Extrait:

───

Objet : Lettre ouverte au Président de la République du Bénin, S.E. Boni YAYI

 

 

Excellence Monsieur le Président de la République et cher frère,

 

J’ai lu et relu, avec beaucoup d’intérêt, le relevé du Conseil des ministres du mercredi 25 juillet 2012 présidé par votre auguste personne. Au nom des mannes de nos ancêtres communs dans le daïbi et au nom des valeurs de la fraternité que nous avons en partage, je vous adresse cette lettre ouverte pour vous mettre en garde contre les inepties de la décision précitée.

 

Qu’il ne soit pas dit au Bénin que, c’est sous votre présidence que la boite de pandore s’ouvrit pour fouler aux pieds la sacro-sainte règle de la séparation des pouvoirs qui caractérise toute démocratie digne de ce nom.

 

Excellence Monsieur le Président de la République et cher frère,

 

La séparation des pouvoirs est d’abord une théorie qu’on doit surtout à un philosophe français du XVIII ° siècle. Il s’agit précisément de Montesquieu, l’auteur de l’esprit des lois. Le célèbre philosophe distingue trois pouvoirs :

 

- Le pouvoir d’élaborer et de voter les lois : pouvoir législatif ;

 

- Le pouvoir d’exécuter ces lois par l’administration : le pouvoir exécutif ;

 

- Le pouvoir d’interpréter et d’appliquer ces lois : le pouvoir judiciaire.

 

De nos jours, presque tous les Etats ont adopté le principe de la séparation des pouvoirs. Il est ainsi devenu l’un des signes caractérisant l’Etat de droit, l’Etat démocratique. Ainsi, on le retrouve dans le protocole sur la démocratie et la bonne gouvernance signé en 2001 par les Etats membres de la CEDEAO (article 1er).

 

Selon l’article 33 du même protocole, « les Etats membres reconnaissent que l’Etat de droit implique non seulement une bonne législation conforme aux prescriptions des droits de la personne, mais également une bonne justice, une bonne administration publique et une bonne et saine gestion de l’appareil d’Etat… »

 

Excellence Monsieur le Président de la République et cher frère,

 

La justice révèle aux parties et à la société ce qui est caché et rend intelligible ce qui est complexe. Le procès pénal en est une expression évidente, comme le procès civil et le procès administratif.

───

(Entrées d'annotation de coordonnées)
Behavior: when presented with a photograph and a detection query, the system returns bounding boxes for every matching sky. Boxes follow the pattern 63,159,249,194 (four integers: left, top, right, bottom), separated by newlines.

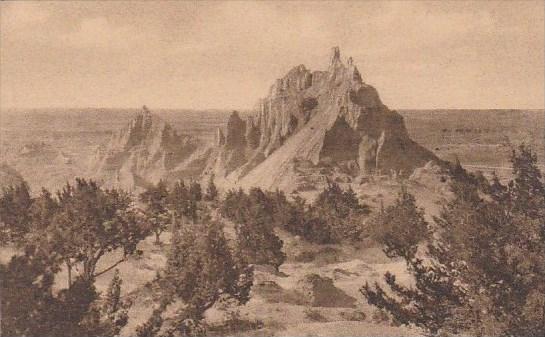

0,1,545,109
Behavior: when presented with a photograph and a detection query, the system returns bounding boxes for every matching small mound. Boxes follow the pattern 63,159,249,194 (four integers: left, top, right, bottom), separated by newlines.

297,274,356,308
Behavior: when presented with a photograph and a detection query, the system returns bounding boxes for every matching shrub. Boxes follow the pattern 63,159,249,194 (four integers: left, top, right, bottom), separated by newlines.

361,147,545,336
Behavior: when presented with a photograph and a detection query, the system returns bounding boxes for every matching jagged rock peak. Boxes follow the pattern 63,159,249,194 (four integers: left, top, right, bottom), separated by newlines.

329,47,342,65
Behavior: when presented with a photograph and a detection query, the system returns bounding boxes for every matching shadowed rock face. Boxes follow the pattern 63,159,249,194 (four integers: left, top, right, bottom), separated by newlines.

207,48,437,189
90,106,206,191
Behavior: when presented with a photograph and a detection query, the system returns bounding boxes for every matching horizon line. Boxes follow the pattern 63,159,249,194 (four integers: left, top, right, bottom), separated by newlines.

0,104,545,112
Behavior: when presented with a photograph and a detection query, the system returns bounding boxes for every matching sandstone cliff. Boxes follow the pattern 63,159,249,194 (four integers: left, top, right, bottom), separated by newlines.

90,106,210,191
0,163,25,193
207,48,437,190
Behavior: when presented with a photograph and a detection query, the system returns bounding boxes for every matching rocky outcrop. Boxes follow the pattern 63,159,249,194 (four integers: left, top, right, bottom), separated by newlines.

0,163,25,193
89,106,210,191
209,47,437,190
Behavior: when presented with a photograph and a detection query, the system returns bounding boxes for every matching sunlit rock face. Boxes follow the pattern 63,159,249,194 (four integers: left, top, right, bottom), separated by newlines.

90,106,207,191
209,47,437,192
0,163,25,193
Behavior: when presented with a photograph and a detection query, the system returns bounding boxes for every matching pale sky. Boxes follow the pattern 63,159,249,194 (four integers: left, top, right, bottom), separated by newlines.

0,1,545,109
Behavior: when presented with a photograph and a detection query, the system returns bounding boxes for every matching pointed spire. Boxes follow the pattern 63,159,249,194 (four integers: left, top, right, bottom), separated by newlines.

329,47,341,65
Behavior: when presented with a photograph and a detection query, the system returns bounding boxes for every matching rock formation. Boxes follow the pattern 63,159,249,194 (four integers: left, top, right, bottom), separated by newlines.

207,47,437,190
90,106,209,191
0,163,25,193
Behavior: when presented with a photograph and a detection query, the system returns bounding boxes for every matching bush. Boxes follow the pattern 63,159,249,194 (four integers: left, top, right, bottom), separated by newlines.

371,188,429,257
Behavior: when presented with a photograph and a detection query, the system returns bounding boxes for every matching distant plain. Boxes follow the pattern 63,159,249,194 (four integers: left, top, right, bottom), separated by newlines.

0,108,545,192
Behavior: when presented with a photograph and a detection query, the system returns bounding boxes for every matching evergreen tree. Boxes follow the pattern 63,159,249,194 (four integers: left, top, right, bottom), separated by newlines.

140,180,171,245
362,148,545,336
204,175,219,201
0,183,32,245
372,187,429,259
46,178,150,283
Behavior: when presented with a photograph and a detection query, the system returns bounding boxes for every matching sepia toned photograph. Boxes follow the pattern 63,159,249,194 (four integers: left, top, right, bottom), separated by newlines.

0,0,545,337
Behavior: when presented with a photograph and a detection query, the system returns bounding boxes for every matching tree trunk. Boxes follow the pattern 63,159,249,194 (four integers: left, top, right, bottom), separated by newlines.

66,260,72,289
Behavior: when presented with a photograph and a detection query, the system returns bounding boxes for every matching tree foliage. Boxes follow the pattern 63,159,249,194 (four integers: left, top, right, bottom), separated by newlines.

361,146,545,336
140,180,170,245
0,246,129,337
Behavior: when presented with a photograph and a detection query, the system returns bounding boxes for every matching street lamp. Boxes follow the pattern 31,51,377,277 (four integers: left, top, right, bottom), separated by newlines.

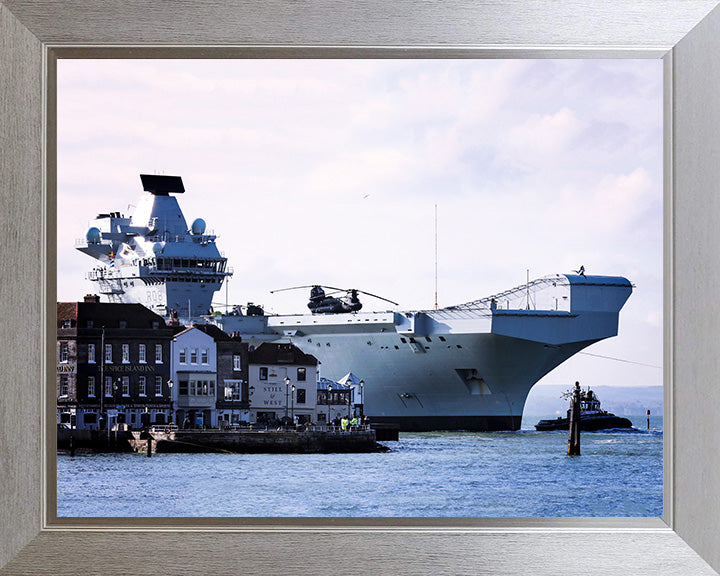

───

Consignes:
1 - Que dit la lettre ouverte au président du Bénin ? Résumez-la en deux phrases.
2 - Pouvez-vous substituer «grassy plain» à «distant plain» dans les entrées, pour la partie qui s'ouvre sur la ligne contenant «every matching distant» et se ferme sur celle contenant «0,108,545,192», puis redonner uniquement ces lignes sans autre modification ?

Réponses par consigne:
1 - La lettre, écrite après la lecture du relevé du Conseil des ministres du 25 juillet 2012, met en garde le président Boni Yayi contre une décision qui ouvrirait la boîte de Pandore et foulerait aux pieds la séparation des pouvoirs. Elle rappelle que cette théorie, due à Montesquieu, distingue les pouvoirs législatif, exécutif et judiciaire, et qu'elle figure dans le protocole sur la démocratie et la bonne gouvernance signé en 2001 par les États membres de la CEDEAO.

2 -
Behavior: when presented with a photograph and a detection query, the system returns bounding boxes for every matching grassy plain. Boxes follow the pattern 63,159,249,194 (four integers: left, top, right, bottom), separated by newlines.

0,108,545,192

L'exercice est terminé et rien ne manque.